■ Information provided ■
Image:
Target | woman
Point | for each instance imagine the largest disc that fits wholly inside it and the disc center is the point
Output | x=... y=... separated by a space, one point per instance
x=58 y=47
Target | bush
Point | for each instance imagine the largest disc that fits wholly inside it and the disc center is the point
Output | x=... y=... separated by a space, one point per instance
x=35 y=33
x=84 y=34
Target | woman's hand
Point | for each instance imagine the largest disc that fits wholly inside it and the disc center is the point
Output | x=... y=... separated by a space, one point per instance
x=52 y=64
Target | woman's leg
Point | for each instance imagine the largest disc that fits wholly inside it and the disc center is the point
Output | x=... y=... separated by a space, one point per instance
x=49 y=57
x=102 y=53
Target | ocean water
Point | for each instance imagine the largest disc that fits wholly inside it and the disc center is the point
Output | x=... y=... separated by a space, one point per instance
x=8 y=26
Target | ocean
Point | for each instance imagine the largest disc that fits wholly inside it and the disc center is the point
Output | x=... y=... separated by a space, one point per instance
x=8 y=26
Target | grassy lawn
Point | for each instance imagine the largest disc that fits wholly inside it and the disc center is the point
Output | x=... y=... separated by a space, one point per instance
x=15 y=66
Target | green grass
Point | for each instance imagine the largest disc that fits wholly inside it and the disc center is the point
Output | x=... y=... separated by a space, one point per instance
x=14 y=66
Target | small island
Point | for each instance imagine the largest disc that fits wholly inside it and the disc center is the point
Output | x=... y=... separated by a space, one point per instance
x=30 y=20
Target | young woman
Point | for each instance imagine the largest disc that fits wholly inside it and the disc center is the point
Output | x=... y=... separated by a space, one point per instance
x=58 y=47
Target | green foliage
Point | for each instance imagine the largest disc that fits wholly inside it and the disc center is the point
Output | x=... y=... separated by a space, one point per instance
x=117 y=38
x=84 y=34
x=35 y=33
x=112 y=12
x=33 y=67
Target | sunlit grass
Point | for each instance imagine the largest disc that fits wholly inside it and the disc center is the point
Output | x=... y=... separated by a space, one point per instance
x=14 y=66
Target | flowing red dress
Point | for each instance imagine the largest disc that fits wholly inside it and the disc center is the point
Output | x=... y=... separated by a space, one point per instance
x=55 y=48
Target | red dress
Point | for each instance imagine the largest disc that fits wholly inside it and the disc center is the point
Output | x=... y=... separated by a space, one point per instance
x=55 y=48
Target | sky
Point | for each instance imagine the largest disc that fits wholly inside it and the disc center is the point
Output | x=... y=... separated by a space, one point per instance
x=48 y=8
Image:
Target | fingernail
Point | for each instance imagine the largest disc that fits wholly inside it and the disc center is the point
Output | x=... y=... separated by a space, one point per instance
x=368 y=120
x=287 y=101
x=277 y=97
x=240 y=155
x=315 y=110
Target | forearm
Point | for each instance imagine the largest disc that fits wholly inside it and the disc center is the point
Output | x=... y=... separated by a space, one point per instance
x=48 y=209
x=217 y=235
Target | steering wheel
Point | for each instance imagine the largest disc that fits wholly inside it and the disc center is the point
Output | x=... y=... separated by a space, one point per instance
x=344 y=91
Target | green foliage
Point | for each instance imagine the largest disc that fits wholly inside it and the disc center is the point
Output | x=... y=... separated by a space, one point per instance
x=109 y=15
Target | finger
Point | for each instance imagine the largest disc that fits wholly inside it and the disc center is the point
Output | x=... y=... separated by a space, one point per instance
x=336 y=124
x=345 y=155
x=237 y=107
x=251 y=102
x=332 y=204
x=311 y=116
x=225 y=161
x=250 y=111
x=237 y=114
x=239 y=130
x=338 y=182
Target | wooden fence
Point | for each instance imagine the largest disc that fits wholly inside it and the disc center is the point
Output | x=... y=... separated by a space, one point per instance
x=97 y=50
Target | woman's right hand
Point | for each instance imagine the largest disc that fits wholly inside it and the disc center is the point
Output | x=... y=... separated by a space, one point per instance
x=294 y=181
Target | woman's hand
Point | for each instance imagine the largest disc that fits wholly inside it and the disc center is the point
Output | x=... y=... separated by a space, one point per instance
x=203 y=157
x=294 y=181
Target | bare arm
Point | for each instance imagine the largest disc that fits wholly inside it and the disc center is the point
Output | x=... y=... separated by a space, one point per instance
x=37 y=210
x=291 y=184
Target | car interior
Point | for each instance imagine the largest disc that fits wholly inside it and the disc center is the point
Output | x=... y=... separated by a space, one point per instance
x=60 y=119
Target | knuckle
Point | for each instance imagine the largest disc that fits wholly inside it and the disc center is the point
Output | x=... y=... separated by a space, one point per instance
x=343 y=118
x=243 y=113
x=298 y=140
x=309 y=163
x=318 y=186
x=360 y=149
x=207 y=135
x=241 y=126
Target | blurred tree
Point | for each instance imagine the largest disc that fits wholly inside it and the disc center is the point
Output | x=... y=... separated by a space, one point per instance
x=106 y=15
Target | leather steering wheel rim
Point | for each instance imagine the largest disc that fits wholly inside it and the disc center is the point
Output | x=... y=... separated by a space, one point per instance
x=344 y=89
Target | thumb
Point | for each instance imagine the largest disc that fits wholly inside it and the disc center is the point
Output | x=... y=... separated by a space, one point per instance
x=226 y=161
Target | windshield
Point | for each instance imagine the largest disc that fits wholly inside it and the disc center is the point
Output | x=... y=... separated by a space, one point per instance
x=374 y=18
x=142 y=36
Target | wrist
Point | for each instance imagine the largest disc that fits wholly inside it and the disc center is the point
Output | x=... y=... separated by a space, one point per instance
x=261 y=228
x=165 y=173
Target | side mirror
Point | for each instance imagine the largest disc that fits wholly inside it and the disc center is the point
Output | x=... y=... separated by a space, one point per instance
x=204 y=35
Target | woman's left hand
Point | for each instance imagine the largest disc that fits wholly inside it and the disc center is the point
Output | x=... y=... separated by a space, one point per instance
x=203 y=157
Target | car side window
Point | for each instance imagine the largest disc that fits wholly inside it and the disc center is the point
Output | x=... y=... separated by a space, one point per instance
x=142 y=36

■ Aim of the exercise ■
Return the lines above, from the one containing "Target | car interior" to the end, exactly as they stand.

■ Written answer ■
Target | car interior
Point | for each instance imagine the largest disc that fits wholly inside it and the disc center is the point
Output | x=... y=... separated by a space, one point per instance
x=60 y=119
Target | knuckle
Point | for each instance imagine the largest disc that fits wholly inside it and the disc center is the point
Output | x=... y=... separated by a space, one point per instance
x=343 y=118
x=243 y=113
x=298 y=140
x=309 y=163
x=318 y=186
x=360 y=149
x=207 y=135
x=241 y=126
Target | blurred tree
Point | for each instance imagine the largest disc that fits wholly inside it and the disc center is the point
Output | x=... y=... separated by a space, one point per instance
x=106 y=15
Target | leather steering wheel rim
Point | for each instance imagine the largest disc that fits wholly inside it and the disc center is the point
Output | x=... y=... separated by a space, one point per instance
x=344 y=89
Target | thumb
Point | for each instance imagine the largest disc that fits wholly inside it and the disc center is the point
Output | x=... y=... separated by a space, one point per instance
x=226 y=161
Target | windshield
Point | for each instance imagine the largest disc that fits wholly inside it and the disc center is the point
Output | x=... y=... separated by a space, one point per instance
x=374 y=18
x=142 y=36
Target | wrist
Point | for each instance imagine the largest disc that fits wholly inside it and the disc center is the point
Output | x=... y=... separated by a space, one point per instance
x=261 y=228
x=165 y=173
Target | side mirror
Point | for each instance imagine the largest disc that fits wholly inside it and the disc center is the point
Output | x=... y=... separated by a space, one point per instance
x=204 y=35
Target | woman's left hand
Point | for each instance imagine the largest disc that fits wholly inside it and the disc center is the point
Output | x=... y=... separated by a space, one point per instance
x=203 y=157
Target | car side window
Point | for each instance imagine the largest disc that fits wholly inside it and the disc center is the point
Output | x=... y=... separated by a space, one point per instance
x=142 y=36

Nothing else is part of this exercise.